EXTRACT TO READ:
--

On Mon, 26 Sep 2011, Florian Haftmann wrote:

After using jedit a lot (by the way, I can really recommend it!), I ask myself how diagnostic commands fit into its interaction model.

For purely diagnostic commands (thm, find_theorems) I think there is no big deal.

More complicated are »diagnostic« commands with side effects, e.g. sledgehammer or export_code. In the first case you can argue that, after the side effect has been issued once, the sledgehammer command will be replaced by a suitable metis call (maybe with comments giving further hints). But what about export_code? It's purpose clearly is to have a side effect. When to (re-)issue it then? Do we need a different / new concept there?

I am asking myself the same questions for quite some time. So far the document model mainly covers "document constructors", according to some half-forgotten Isar terminology. Diagnostic commands are only marginally covered so far, since stateful "diagnostics" are conceptually bound to the TTY loop.

--

PROVIDED DATA:
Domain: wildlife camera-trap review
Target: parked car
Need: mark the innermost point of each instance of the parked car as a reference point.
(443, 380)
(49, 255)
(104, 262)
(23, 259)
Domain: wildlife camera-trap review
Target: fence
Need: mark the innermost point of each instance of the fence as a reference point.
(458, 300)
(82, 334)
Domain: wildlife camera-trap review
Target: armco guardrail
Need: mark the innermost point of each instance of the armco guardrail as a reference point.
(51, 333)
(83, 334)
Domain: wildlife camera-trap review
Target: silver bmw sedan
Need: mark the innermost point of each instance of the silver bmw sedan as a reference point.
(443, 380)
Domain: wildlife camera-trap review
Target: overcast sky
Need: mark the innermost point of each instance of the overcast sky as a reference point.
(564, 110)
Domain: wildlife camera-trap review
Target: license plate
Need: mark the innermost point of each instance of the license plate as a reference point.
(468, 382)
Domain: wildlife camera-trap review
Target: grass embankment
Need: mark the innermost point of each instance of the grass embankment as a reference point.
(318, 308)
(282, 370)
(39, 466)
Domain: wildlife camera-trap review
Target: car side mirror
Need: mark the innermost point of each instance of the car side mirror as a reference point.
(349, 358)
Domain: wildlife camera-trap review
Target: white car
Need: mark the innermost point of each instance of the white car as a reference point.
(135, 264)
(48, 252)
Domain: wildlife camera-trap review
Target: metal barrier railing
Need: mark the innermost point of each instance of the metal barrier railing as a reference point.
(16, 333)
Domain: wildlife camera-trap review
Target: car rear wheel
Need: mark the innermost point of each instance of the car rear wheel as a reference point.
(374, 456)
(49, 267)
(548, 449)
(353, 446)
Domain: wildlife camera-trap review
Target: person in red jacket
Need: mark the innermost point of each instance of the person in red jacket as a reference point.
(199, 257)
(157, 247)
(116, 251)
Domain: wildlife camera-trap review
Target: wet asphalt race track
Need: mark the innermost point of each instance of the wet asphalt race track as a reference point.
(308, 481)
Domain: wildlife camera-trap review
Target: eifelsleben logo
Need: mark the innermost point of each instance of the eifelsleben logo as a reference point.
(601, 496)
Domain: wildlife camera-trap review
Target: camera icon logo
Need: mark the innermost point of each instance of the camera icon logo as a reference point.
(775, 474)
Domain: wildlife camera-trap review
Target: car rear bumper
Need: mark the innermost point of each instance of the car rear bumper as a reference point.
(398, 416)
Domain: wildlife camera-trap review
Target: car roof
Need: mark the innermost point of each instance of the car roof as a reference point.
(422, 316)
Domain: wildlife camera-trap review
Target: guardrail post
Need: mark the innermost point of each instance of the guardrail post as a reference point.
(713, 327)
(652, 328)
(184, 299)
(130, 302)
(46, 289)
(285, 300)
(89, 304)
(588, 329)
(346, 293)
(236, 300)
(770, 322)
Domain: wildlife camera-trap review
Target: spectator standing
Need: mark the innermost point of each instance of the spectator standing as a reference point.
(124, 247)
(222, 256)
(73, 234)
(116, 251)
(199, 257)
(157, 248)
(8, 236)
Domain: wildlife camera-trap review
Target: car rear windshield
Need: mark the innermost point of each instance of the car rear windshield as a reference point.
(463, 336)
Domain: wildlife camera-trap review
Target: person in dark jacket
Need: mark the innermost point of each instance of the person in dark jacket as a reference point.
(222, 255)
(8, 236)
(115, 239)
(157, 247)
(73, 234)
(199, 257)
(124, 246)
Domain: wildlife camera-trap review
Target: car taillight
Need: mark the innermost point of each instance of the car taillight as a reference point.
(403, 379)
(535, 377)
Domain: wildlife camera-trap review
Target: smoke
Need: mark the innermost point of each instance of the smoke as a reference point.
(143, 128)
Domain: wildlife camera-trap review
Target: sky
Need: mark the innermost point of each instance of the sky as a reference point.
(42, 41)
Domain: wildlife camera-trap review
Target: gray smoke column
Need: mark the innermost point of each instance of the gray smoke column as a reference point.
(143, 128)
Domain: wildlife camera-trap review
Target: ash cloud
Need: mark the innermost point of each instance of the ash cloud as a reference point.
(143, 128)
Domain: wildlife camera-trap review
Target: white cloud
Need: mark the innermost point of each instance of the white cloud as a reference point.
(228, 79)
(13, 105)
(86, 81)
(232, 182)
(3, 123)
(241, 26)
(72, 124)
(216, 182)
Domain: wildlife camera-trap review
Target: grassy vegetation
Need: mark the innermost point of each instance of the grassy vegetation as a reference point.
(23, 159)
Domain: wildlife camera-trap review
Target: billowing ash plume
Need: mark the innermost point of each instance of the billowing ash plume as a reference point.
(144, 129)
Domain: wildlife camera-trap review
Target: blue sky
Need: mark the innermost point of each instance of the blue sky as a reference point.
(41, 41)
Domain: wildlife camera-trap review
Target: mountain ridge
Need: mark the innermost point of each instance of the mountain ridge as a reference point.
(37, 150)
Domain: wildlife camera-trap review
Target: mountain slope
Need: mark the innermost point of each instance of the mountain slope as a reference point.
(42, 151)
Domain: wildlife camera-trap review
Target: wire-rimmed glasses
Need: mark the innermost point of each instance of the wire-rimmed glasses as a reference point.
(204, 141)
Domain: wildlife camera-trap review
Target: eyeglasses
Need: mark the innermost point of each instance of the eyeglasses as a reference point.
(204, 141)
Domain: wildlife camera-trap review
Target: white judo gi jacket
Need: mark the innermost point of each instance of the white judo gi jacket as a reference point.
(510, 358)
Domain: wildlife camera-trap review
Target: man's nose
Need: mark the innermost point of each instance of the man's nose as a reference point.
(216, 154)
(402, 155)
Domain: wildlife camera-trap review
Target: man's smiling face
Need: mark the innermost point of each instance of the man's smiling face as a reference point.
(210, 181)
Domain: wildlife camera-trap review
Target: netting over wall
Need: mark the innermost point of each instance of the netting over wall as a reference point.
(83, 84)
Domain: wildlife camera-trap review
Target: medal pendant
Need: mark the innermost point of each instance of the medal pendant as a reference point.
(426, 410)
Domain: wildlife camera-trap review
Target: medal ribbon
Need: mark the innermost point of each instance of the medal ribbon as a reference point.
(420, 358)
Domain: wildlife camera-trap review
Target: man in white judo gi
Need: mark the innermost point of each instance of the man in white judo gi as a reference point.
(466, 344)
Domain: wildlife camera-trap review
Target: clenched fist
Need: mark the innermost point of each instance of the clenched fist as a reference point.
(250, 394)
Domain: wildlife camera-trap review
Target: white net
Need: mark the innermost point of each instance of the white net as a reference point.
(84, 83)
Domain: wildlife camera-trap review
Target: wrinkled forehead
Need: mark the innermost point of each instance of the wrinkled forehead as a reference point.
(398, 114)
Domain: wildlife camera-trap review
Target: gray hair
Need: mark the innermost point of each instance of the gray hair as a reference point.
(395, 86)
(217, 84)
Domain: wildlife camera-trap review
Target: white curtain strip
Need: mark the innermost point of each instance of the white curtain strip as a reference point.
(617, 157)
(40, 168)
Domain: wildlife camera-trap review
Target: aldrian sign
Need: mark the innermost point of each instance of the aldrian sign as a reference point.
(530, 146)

--

PROBLEM 1:
Answer these from the message about diagnostic commands:
(a) Which commands are named as purely diagnostic?
(b) Which commands are named as diagnostic commands with side effects?
(c) What are stateful diagnostics said to be conceptually bound to?
PROBLEM 2: Print the part of the message about diagnostic commands between "For purely diagnostic" and "the TTY loop.", inclusive.
PROBLEM 3: Write what comes next in the message about diagnostic commands in jedit, picking up after its last sentence.
The entries have no connection to the message about diagnostic commands.

EXPECTED OUTPUT 1:
(a) thm and find_theorems
(b) sledgehammer and export_code
(c) The TTY loop

EXPECTED OUTPUT 2:
For purely diagnostic commands (thm, find_theorems) I think there is no big deal.

More complicated are »diagnostic« commands with side effects, e.g. sledgehammer or export_code. In the first case you can argue that, after the side effect has been issued once, the sledgehammer command will be replaced by a suitable metis call (maybe with comments giving further hints). But what about export_code? It's purpose clearly is to have a side effect. When to (re-)issue it then? Do we need a different / new concept there?

I am asking myself the same questions for quite some time. So far the document model mainly covers "document constructors", according to some half-forgotten Isar terminology. Diagnostic commands are only marginally covered so far, since stateful "diagnostics" are conceptually bound to the TTY loop.

EXPECTED OUTPUT 3:
This summer I've managed to sort out the issue for the 'pr' command at least, which means that for the visible parts of the document there is an asynchronous process to print goal states that end up as derived results over existing document content. The next stage will be to generalize this basic idea to further "asynchronous agents", which should subsume tools like "auto quickcheck", "auto nitpick", "auto sledgehammer". (It needs a bit more explicit management than plain 'pr', and I need to catch up with the current state of all this in the still-existing TTY / Proof General model).

Commands with genuine side-effects, typically on the file-system, are a completely different issue. In the current Isabelle/jEdit PIDE model, the prover is already detached from the file-system concerning theory sources. The same will follow soon after the release for auxiliary files ('uses'). This means file-system access will be mainly limited to "value-oriented" auxiliary files in tmp space (with unique id and disposed after a process has consumed the content).

Things like code generation might be of the form of associating document content that is generated by functional evaluation over the semantics of the formal source text. Think of it as part of browser_info, not the src tree. Part of the question is who or what is the target of generated sources. One might consider funny ways to refer to "resources" of a theory node, similar to the way 'uses' are located now within the file-system wrt. the master directory, but without an actual physical directory.